[Datensätze zur Punktmarkierung]
+ + + + + + +

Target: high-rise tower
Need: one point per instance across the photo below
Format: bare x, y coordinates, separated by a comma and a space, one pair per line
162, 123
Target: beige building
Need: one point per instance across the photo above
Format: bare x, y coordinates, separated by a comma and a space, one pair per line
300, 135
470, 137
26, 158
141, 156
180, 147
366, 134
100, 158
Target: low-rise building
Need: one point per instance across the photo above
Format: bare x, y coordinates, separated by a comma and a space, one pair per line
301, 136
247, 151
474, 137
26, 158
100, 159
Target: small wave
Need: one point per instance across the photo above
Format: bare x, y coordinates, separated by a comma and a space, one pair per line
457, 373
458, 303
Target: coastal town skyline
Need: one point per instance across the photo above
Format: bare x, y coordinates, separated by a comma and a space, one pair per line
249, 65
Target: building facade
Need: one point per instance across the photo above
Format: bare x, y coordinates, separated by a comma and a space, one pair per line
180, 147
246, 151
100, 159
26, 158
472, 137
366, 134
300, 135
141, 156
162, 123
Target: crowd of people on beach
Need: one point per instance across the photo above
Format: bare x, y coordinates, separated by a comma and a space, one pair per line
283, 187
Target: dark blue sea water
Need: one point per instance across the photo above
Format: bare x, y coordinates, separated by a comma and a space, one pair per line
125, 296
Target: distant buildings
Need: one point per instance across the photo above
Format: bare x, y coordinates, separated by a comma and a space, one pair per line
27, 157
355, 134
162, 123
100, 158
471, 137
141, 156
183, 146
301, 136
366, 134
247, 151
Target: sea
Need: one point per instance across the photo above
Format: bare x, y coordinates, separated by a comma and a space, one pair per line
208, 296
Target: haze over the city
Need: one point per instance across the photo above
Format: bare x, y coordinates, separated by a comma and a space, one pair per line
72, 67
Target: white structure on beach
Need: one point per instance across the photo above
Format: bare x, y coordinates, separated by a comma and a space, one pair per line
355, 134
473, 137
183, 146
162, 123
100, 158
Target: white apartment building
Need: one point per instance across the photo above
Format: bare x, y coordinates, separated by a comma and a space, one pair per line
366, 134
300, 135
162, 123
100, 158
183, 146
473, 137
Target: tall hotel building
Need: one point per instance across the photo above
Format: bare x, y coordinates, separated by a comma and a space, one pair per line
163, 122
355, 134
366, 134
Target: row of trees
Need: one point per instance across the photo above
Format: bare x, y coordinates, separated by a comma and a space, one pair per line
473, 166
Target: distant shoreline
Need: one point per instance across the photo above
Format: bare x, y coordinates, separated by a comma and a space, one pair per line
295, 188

+ + + + + + +

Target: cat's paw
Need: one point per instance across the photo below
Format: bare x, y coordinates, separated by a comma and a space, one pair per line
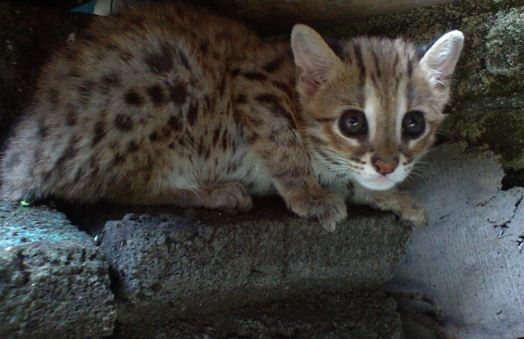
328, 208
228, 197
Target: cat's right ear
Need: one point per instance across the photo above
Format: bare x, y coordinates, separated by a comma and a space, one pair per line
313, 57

+ + + + + + +

ZU ERLEDIGEN: Suche aus den Datensätzen oben jede Zeile heraus, die das Wort „white“ enthält.

SCHRIFTLICHE ANTWORT:
Target: white structure on beach
Target: white apartment building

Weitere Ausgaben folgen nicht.